> [Work to be completed]: Turn the items below into a Markdown table with two columns, No. and Text. Each line goes in its own numbered row, and blank lines are skipped.

> [Items]:
---------------

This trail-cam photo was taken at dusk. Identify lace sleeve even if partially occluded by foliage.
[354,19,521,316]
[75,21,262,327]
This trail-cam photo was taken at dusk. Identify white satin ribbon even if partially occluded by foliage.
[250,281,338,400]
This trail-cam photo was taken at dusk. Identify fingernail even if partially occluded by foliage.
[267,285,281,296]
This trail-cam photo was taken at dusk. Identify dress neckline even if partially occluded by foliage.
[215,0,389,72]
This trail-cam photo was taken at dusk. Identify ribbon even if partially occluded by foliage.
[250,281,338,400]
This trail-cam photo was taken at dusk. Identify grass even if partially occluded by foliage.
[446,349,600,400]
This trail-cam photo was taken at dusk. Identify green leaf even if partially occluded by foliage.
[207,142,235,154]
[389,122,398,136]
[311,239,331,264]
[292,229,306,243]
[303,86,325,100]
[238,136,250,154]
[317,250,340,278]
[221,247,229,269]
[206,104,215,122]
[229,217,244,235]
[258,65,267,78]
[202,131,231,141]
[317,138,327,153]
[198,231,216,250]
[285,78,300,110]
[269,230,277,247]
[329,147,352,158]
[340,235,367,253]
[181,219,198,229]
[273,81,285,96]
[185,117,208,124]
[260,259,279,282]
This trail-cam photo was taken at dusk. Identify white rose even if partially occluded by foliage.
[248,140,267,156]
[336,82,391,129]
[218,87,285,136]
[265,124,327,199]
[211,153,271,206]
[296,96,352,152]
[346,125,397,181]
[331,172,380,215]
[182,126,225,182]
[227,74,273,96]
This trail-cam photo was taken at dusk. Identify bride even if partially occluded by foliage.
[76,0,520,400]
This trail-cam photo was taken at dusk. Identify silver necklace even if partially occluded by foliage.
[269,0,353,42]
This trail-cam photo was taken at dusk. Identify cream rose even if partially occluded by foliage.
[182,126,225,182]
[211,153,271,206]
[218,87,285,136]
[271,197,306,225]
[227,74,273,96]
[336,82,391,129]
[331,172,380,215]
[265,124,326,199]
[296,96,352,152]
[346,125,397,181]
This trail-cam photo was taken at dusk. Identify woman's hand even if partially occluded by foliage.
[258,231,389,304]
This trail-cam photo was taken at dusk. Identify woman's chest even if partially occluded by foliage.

---------------

> [Complete output]:
| No. | Text |
|---|---|
| 1 | This trail-cam photo was taken at dusk. Identify lace sleeve even if partially occluded by foliage. |
| 2 | [354,19,521,316] |
| 3 | [75,21,262,327] |
| 4 | This trail-cam photo was taken at dusk. Identify white satin ribbon even if partially occluded by foliage. |
| 5 | [250,281,338,400] |
| 6 | This trail-cam photo was taken at dusk. Identify fingernail even if partially occluded by foliage. |
| 7 | [267,285,281,296] |
| 8 | This trail-cam photo was taken at dusk. Identify dress neckline even if partially occluded by foliage. |
| 9 | [215,0,389,72] |
| 10 | This trail-cam photo was taken at dusk. Identify ribbon even if partially occluded by foliage. |
| 11 | [250,281,338,400] |
| 12 | This trail-cam photo was taken at dusk. Identify grass even if partially occluded by foliage. |
| 13 | [446,349,600,400] |
| 14 | This trail-cam photo was taken at dusk. Identify green leaf even if partially occluded by foliage. |
| 15 | [207,142,235,154] |
| 16 | [389,122,398,136] |
| 17 | [311,239,331,264] |
| 18 | [292,229,306,243] |
| 19 | [303,86,325,100] |
| 20 | [238,136,250,154] |
| 21 | [317,250,340,278] |
| 22 | [221,247,229,269] |
| 23 | [206,104,215,122] |
| 24 | [229,217,244,235] |
| 25 | [258,65,267,78] |
| 26 | [202,131,231,141] |
| 27 | [317,138,327,153] |
| 28 | [198,231,216,250] |
| 29 | [285,78,300,110] |
| 30 | [269,230,277,247] |
| 31 | [329,147,352,158] |
| 32 | [340,235,367,253] |
| 33 | [181,219,198,229] |
| 34 | [273,81,285,96] |
| 35 | [185,117,208,124] |
| 36 | [260,259,279,282] |
| 37 | This trail-cam photo was taken at dusk. Identify white rose even if partially occluded by foliage. |
| 38 | [248,140,267,156] |
| 39 | [336,82,391,129] |
| 40 | [218,87,285,136] |
| 41 | [265,124,327,199] |
| 42 | [211,153,271,206] |
| 43 | [296,96,352,152] |
| 44 | [346,125,397,181] |
| 45 | [331,172,380,215] |
| 46 | [182,126,225,182] |
| 47 | [227,74,273,96] |
| 48 | This trail-cam photo was taken at dusk. Identify bride even if partially occluded by foliage. |
| 49 | [76,0,520,400] |
| 50 | This trail-cam photo was taken at dusk. Identify silver necklace even if partially occluded by foliage. |
| 51 | [269,0,353,42] |
| 52 | This trail-cam photo was taken at dusk. Identify cream rose even if partially occluded by foliage. |
| 53 | [182,126,225,182] |
| 54 | [211,153,271,206] |
| 55 | [218,87,285,136] |
| 56 | [271,197,306,225] |
| 57 | [227,74,273,96] |
| 58 | [336,82,391,129] |
| 59 | [331,172,380,215] |
| 60 | [265,124,326,199] |
| 61 | [296,96,352,152] |
| 62 | [346,125,397,181] |
| 63 | This trail-cam photo was taken at dusk. Identify woman's hand even if partially occluded by foliage. |
| 64 | [258,231,389,304] |
| 65 | This trail-cam photo was taken at dusk. Identify woman's chest even if partially occluded by foliage. |